Problem statement
Using the entries that follow, give only the number of lines with the word "brown" in them.

━━━ Entries supplied ━━━

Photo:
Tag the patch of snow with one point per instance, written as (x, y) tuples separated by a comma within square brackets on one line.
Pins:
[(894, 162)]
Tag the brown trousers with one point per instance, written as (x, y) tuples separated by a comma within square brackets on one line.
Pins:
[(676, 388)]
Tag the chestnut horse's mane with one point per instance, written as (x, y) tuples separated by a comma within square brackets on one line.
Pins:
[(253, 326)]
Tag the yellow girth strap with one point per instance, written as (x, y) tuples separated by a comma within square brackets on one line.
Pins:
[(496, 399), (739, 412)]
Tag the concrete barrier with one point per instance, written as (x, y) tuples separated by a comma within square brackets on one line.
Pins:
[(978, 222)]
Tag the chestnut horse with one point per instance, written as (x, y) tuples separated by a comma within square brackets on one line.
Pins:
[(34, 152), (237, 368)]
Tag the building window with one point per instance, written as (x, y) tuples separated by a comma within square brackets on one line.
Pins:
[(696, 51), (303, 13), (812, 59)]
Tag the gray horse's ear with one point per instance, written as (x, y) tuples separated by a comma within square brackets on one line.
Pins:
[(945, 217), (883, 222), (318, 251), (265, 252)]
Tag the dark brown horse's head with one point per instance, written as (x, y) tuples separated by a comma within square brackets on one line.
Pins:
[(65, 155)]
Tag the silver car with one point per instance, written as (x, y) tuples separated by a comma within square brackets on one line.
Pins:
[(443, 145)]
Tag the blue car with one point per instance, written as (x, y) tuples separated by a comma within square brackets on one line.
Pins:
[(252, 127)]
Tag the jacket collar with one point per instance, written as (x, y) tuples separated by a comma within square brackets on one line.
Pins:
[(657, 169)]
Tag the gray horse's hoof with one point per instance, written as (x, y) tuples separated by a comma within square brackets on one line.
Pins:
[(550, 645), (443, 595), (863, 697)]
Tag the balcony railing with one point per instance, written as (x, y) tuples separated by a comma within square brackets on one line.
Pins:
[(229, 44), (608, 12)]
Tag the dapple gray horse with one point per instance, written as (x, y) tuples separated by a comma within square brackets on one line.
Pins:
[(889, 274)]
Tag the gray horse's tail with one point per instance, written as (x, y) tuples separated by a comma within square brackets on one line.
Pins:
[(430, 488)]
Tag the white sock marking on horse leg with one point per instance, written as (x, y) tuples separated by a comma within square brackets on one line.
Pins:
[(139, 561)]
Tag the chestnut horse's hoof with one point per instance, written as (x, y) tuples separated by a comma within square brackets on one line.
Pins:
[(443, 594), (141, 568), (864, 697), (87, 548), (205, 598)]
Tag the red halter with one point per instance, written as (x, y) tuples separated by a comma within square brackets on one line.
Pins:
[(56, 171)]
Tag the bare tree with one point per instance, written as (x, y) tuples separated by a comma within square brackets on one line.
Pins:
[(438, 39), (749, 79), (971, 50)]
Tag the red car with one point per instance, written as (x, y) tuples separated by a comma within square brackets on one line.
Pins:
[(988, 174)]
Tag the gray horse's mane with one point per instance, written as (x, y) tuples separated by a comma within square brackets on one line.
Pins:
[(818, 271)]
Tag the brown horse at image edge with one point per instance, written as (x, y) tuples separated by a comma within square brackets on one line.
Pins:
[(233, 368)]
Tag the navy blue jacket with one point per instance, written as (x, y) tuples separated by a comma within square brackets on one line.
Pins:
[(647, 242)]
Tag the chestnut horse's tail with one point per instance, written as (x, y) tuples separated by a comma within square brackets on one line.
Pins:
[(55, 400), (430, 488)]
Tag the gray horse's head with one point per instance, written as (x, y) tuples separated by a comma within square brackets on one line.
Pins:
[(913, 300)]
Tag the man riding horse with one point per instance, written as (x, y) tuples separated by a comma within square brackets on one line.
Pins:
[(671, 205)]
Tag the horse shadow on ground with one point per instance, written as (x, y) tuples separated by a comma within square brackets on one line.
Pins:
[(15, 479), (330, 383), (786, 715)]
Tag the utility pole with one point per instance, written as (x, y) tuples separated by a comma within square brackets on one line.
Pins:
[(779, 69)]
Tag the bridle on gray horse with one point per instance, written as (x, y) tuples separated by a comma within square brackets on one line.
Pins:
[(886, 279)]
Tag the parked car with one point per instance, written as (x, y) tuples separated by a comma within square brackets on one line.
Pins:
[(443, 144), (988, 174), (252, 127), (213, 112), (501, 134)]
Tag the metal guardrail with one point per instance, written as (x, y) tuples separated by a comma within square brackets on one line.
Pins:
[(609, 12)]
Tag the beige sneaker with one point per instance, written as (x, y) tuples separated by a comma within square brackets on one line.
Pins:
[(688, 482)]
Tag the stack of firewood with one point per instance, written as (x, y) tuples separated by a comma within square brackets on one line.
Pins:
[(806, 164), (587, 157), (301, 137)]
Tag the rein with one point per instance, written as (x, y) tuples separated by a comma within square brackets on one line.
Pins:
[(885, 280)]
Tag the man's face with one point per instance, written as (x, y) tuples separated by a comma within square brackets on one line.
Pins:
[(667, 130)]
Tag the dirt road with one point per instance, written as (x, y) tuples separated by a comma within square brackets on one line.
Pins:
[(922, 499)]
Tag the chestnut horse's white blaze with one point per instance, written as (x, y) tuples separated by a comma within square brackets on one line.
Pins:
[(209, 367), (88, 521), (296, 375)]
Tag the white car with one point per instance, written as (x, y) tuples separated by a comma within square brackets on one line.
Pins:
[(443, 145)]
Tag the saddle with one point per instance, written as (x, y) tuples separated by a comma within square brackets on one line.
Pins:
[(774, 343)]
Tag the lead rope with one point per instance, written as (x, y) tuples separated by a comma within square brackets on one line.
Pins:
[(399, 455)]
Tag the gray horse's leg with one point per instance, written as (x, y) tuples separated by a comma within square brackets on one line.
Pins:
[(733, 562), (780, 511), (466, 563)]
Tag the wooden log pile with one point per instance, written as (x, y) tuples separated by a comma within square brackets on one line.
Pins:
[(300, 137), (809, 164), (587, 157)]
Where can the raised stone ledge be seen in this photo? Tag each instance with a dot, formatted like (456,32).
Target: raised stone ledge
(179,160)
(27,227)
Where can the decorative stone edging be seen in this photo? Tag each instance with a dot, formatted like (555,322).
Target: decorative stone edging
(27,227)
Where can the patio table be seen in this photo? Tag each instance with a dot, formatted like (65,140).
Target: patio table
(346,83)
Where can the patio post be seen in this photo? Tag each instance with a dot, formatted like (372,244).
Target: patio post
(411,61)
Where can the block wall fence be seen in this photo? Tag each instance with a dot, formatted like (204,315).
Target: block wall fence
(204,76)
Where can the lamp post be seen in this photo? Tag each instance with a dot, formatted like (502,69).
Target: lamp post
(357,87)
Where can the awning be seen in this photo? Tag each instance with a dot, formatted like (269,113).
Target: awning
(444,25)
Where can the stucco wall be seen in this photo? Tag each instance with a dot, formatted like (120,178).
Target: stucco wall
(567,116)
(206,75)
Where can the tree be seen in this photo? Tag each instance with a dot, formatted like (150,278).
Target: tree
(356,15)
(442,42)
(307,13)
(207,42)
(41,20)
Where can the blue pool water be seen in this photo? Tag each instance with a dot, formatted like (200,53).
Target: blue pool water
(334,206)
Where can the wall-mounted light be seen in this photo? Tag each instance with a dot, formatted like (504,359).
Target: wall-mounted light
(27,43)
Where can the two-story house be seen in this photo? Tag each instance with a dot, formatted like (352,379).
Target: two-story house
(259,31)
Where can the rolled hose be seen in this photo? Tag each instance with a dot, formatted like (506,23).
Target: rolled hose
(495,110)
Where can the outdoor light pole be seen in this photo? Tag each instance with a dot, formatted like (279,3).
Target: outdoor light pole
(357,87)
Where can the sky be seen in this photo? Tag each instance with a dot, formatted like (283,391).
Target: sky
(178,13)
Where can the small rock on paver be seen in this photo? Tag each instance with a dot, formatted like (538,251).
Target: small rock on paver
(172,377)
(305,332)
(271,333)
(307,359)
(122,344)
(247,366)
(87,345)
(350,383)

━━━

Response
3